*Prompt*
Write out the part of the Bob Feller passage starting at "I hit against" and ending at "were just wonderful.", word for word.

*Page excerpt*

Steve O’Neill wanted to get a little bit of the action too, being the manager, and he decided he was going to catch Feller that day. Steve O’Neill tried to catch him—I said “tried.” He made a gallant attempt, because Feller threw some balls, not only by the hitter, but he threw them by Steve even. Of course, Steve was finished as a catcher then, you know.

There was no speed gun back in those days, but Bob, in my esti­mation, would be rated today with a speed gun as at least one of the fastest pitchers in baseball history. He and Walter Johnson.

If I recall correctly, Bob struck out eight of the Cardinals that day. The only hit they got off him was by Enos Slaughter, a line drive over my head at second base and into right-center field.

Bobby used to wear one of those old-fashioned night shirts and sit for hours practicing signing baseballs.

Bob, as everyone knows, was real wild. One time I was trying to read, and Bob came in after the game with a batting practice ball. He put the pillows up on the bed in the room and got across the room, and he’d throw at those pillows to gain control. That’s one thing I always respected about Feller. He worked on any flaw or deficiency he may have had.

One year Feller won a pitching contest down at Municipal Sta­dium against Mel Harder, Lefty Gomez, and some other pitchers. They set up a square at home plate, and you had to throw a ball through that. Daggone if he didn’t pop three of them through there, and walked off with top honors.

I hit against Feller after I went to the St. Louis Browns. You have to hit against Feller, don’t hit him. The ball looked like an aspirin. Regardless of how good a contact hitter you were, it was swing and miss.

When Bob tied a record of seventeen strikeouts against the old Athletics, Pinky Higgins was the seventeenth man. Bob left him standing at the post, because he broke off a nasty 3-2 curveball.

The media just didn’t leave Feller alone. They’d get up on top of the partitions between the walls in the clubhouse, they’d get up and shoot down on him, take pictures. Billy Sullivan had a stand-up camera, and he set it in the dugout. Feller hardly made a move unless Sullivan snapped a camera taking his picture. I’ve seen sev­eral of the pictures Sullivan took. They were very realistic of Bob, movement and all. They were just wonderful.

Any time the newspapers came out advertising that “next day Bob Feller’s going to pitch,” the turnstiles really clicked. The fans showed up at the park in abundance. He sent the fans home real happy.

*Supplied data*

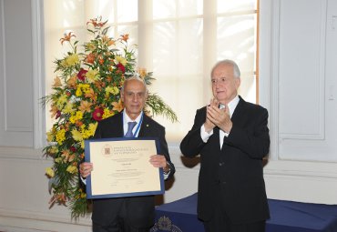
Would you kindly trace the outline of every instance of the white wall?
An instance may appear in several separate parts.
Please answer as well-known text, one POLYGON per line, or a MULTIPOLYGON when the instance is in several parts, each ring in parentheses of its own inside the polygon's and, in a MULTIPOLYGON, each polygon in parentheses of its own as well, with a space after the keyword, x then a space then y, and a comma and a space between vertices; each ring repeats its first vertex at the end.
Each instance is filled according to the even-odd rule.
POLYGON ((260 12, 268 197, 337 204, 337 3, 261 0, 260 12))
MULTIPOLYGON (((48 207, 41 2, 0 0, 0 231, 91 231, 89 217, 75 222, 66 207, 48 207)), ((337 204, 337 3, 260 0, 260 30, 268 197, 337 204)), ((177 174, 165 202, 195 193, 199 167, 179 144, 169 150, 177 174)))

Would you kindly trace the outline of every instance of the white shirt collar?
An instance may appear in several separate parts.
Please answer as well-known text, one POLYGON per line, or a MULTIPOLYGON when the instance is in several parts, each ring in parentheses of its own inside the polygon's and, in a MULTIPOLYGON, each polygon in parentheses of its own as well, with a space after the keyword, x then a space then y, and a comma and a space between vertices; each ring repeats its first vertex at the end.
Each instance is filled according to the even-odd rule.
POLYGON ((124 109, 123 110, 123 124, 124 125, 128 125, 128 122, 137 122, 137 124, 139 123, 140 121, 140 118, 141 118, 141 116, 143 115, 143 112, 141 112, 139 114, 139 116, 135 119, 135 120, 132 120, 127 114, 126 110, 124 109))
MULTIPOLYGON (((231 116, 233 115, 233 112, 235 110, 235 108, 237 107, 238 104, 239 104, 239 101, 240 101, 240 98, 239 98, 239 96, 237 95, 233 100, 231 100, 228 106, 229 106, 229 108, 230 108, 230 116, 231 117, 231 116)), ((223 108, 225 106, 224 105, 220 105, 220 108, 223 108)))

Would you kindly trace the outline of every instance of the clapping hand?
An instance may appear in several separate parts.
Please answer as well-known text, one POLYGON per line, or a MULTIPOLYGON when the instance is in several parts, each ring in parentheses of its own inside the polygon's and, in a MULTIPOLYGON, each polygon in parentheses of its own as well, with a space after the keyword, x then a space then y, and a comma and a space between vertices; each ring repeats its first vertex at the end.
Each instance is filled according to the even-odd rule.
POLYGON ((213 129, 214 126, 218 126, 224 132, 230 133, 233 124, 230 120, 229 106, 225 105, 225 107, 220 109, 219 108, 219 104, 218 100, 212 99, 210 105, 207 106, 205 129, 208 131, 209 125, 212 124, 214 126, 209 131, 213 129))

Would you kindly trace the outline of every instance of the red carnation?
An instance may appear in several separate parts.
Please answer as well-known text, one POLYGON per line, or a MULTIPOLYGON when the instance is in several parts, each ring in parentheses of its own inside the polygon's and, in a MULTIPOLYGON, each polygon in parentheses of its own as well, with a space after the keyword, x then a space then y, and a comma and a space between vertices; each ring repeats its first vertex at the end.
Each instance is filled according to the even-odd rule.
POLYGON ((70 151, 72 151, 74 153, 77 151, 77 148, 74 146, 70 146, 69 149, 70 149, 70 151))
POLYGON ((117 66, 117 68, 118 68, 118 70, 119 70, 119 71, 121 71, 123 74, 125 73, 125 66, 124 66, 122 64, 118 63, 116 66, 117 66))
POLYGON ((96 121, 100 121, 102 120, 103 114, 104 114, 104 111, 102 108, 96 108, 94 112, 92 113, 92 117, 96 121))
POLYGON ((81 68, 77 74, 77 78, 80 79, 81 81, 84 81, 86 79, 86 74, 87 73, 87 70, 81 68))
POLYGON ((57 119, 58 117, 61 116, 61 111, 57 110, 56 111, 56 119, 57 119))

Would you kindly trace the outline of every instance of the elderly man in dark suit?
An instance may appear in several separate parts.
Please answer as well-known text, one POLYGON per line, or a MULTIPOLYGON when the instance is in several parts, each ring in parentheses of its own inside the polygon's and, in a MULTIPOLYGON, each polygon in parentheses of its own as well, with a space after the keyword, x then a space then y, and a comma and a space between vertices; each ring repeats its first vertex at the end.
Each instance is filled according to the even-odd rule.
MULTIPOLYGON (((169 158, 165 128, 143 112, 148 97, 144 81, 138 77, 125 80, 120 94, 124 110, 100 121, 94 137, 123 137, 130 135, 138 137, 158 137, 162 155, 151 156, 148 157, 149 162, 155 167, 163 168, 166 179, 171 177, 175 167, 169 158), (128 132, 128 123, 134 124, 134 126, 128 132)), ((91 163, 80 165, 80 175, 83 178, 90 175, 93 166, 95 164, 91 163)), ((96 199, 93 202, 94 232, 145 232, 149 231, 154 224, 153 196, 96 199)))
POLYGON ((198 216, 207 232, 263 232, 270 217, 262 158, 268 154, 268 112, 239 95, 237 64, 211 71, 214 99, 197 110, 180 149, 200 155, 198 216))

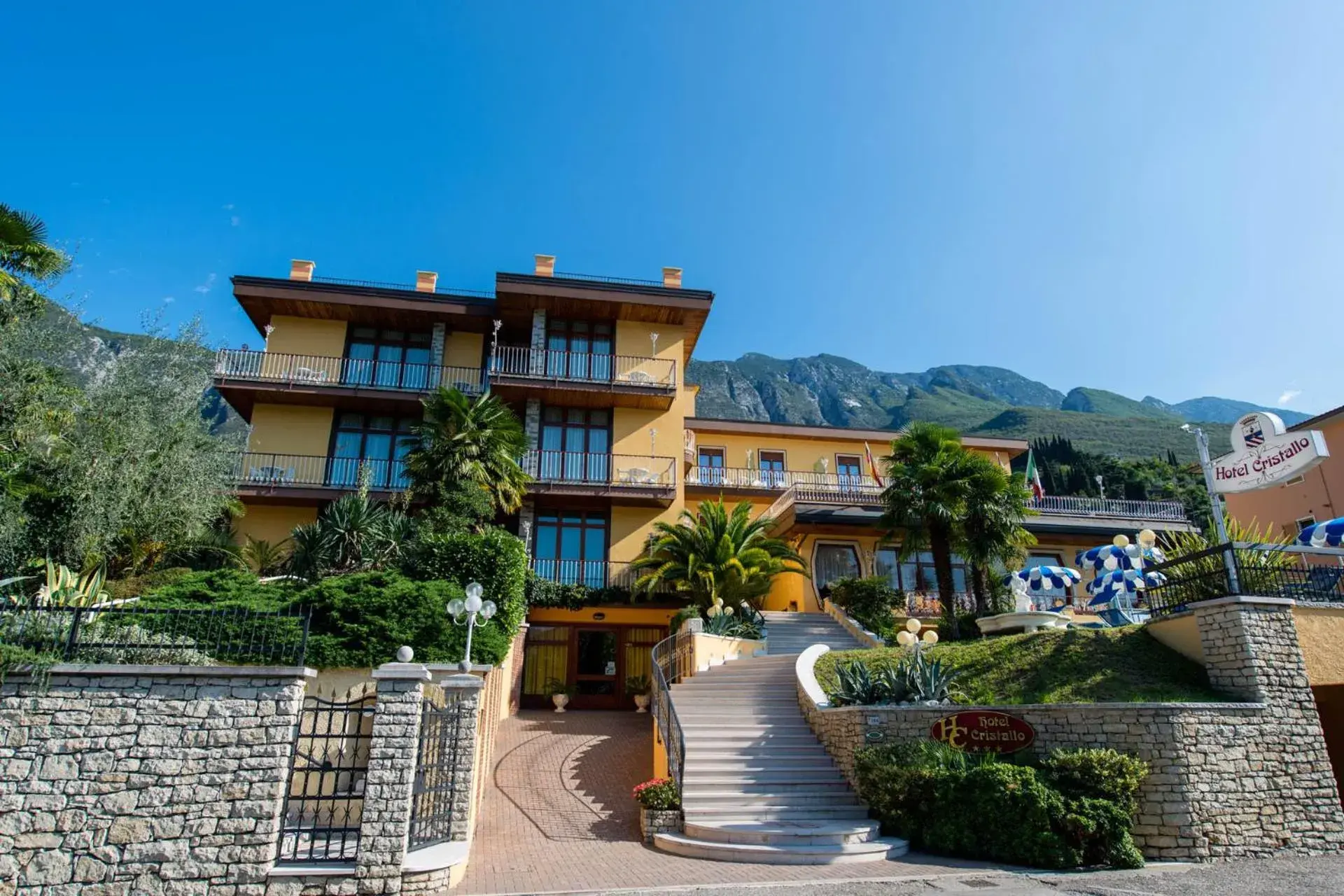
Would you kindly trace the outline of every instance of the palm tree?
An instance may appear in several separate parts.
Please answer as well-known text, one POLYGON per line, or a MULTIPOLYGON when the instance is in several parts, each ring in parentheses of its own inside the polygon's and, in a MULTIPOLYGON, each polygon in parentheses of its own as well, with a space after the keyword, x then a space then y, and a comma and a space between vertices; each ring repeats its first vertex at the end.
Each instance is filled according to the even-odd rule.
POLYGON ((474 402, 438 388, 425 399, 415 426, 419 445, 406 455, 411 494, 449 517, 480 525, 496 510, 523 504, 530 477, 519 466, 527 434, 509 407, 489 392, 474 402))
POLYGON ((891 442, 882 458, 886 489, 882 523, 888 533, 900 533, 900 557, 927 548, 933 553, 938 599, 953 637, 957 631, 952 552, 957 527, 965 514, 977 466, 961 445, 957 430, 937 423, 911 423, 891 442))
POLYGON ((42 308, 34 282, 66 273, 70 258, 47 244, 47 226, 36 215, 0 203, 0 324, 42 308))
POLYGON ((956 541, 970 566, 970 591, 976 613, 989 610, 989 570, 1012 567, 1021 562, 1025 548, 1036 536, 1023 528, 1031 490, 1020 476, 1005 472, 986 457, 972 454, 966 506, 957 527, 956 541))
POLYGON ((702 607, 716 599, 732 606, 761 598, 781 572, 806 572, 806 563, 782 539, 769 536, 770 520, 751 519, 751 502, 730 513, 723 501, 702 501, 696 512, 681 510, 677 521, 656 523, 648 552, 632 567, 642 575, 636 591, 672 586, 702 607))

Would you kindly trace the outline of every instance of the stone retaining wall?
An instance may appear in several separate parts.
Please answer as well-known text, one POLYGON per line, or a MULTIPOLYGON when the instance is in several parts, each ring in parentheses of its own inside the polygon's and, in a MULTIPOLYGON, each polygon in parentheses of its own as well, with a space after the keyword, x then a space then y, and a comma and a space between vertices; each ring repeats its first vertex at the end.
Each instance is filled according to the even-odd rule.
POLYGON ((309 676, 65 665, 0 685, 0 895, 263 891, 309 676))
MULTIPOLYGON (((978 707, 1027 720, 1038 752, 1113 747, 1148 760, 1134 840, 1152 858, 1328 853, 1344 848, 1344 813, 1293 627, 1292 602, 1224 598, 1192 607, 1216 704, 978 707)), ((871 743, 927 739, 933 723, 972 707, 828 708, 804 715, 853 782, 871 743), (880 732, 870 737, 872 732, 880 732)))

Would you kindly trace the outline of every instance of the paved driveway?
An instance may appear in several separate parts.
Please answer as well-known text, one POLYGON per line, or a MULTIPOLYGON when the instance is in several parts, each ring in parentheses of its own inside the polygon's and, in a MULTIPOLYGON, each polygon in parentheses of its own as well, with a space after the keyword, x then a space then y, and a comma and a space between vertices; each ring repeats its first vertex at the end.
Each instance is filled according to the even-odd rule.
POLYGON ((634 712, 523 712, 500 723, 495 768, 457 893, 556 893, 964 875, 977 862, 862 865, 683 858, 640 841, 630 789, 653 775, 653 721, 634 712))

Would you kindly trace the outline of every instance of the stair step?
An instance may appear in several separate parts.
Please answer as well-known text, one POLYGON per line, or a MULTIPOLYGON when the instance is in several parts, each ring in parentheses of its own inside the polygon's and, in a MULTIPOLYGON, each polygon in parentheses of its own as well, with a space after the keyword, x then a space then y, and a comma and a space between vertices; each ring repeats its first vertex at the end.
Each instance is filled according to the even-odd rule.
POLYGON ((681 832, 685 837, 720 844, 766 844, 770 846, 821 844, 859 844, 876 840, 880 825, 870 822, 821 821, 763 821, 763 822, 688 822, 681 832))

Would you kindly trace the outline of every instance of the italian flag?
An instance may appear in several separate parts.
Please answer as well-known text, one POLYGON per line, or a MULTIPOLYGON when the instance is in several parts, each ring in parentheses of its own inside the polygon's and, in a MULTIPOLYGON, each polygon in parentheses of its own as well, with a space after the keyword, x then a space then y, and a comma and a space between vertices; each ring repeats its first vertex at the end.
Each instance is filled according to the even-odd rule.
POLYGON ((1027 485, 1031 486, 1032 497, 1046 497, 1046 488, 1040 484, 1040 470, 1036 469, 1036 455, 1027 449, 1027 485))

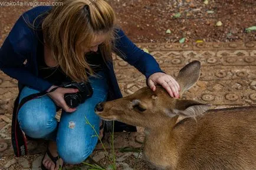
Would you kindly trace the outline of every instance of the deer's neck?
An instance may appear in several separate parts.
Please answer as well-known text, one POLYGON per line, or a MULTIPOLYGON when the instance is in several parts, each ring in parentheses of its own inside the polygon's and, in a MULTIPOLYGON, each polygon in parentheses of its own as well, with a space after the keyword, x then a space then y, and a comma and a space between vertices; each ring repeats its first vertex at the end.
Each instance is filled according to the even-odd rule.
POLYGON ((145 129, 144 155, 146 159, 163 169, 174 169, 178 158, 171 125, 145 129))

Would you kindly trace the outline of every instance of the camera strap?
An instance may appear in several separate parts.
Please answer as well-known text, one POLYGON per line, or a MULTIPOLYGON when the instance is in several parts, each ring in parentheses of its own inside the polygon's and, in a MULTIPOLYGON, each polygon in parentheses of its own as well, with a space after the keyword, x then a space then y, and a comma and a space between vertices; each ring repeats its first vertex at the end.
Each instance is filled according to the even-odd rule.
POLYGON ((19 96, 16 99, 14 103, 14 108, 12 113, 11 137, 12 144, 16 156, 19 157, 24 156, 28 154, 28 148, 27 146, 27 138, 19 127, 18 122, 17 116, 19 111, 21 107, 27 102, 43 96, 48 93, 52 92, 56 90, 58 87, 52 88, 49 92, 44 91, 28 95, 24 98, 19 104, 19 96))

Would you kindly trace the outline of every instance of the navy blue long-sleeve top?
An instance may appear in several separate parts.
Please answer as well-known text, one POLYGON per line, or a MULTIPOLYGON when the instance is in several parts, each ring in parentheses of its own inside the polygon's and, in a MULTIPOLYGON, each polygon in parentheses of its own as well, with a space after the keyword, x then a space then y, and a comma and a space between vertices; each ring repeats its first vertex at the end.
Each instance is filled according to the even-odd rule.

*Exercise solution*
I hit against Feller after I went to the St. Louis Browns. You have to hit against Feller, don’t hit him. The ball looked like an aspirin. Regardless of how good a contact hitter you were, it was swing and miss.

When Bob tied a record of seventeen strikeouts against the old Athletics, Pinky Higgins was the seventeenth man. Bob left him standing at the post, because he broke off a nasty 3-2 curveball.

The media just didn’t leave Feller alone. They’d get up on top of the partitions between the walls in the clubhouse, they’d get up and shoot down on him, take pictures. Billy Sullivan had a stand-up camera, and he set it in the dugout. Feller hardly made a move unless Sullivan snapped a camera taking his picture. I’ve seen sev­eral of the pictures Sullivan took. They were very realistic of Bob, movement and all. They were just wonderful.